EXERCISE
Where does the string "trim" occur in the records below? Copy every line that holds it.
Top of EXTRACTED RECORDS
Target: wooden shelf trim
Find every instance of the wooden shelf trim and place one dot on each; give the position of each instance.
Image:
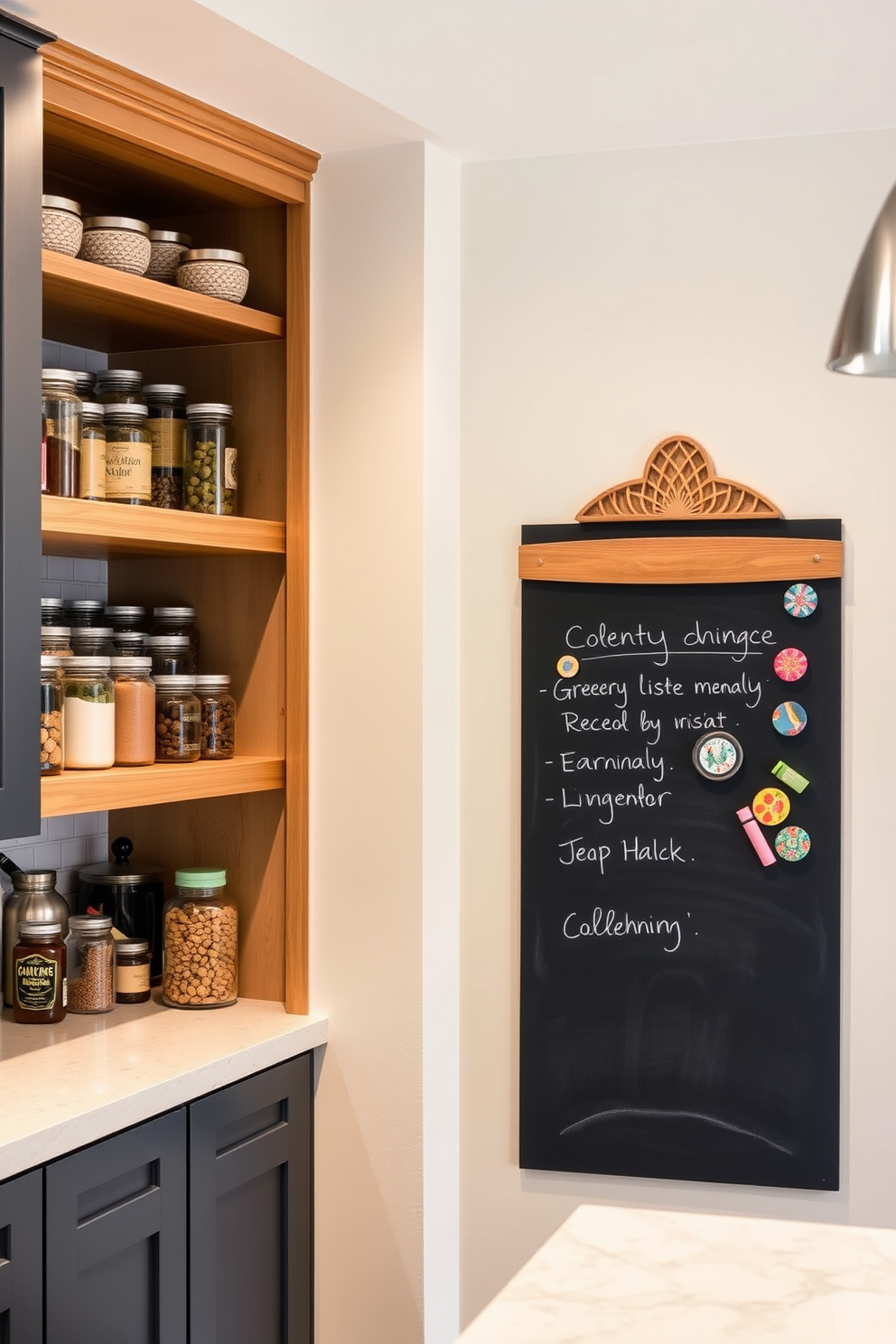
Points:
(683, 559)
(138, 787)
Bottom of EXTRACTED RECORDS
ANSWER TO THE PROBLEM
Target: wooden shelf trim
Find every instance of the wooden shelf trim and place one dot on each; give the position of each instance.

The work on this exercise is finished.